◆ Written problem 1: Pull out every line of the entries below that contains the string "wing", matching case exactly.

◆ Text excerpt:
--- START ---
Link aggregation via mobile carriers

Original article available at https://habrahabr.ru/company/mailru/blog/332950/

Introduction

It’s always nice to have a fast and reliable Internet connection while on the road, especially on long-haul train trips! If your route lies through a densely populated area, any modern smartphone with 4G support can easily pick up a signal, so you just keep on surfing the Internet as usual. Of course, it’s a completely different story once you leave those areas behind. There are only two ways to provide Internet connectivity for transportation:

  1. Aerial:
    Satellites, stratostats and other technologies that enable over-the-air data transfer.
  2. Ground-based facilities:
    Any means of passing a radio signal between base stations. It might be Wi-Fi, good old Radio Ethernet, some equipment used by mobile carriers or anything along those lines.

In our case, nobody in their right mind would allocate any funds for creating a custom data transfer infrastructure from scratch, so we had to make do with a satellite channel and a mobile carrier infrastructure.

Our options were further narrowed down when it became clear that our customer’s financial model doesn’t allow for satellite usage. Therefore, this article will detail how to use mobile carriers to provide the transportation industry with the most reliable channel possible.
--- END ---
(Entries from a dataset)
--- START ---
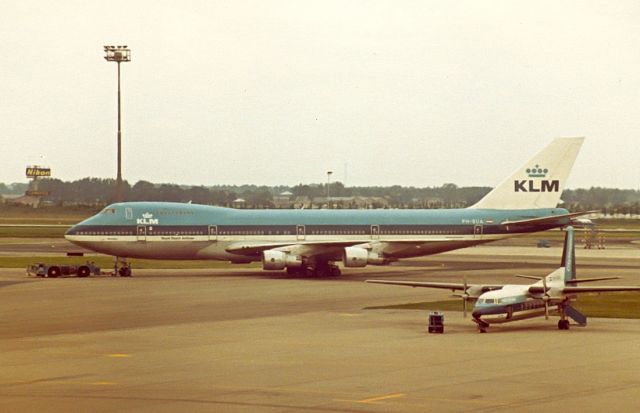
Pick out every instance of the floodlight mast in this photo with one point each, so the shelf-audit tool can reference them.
(118, 54)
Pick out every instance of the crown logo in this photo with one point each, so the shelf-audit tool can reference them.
(537, 172)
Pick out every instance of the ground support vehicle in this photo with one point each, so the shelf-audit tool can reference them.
(56, 270)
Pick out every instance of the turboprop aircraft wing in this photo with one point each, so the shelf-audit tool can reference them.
(443, 285)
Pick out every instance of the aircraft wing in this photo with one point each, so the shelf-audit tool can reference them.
--- END ---
◆ Written problem 2: From the link aggregation article above, write out the passage between "It’s always nice" and "over-the-air data transfer.", inclusive.

◆ Exercise output 1:
Pick out every instance of the turboprop aircraft wing in this photo with one point each, so the shelf-audit tool can reference them.
Pick out every instance of the aircraft wing in this photo with one point each, so the shelf-audit tool can reference them.

◆ Exercise output 2:
It’s always nice to have a fast and reliable Internet connection while on the road, especially on long-haul train trips! If your route lies through a densely populated area, any modern smartphone with 4G support can easily pick up a signal, so you just keep on surfing the Internet as usual. Of course, it’s a completely different story once you leave those areas behind. There are only two ways to provide Internet connectivity for transportation:

  1. Aerial:
    Satellites, stratostats and other technologies that enable over-the-air data transfer.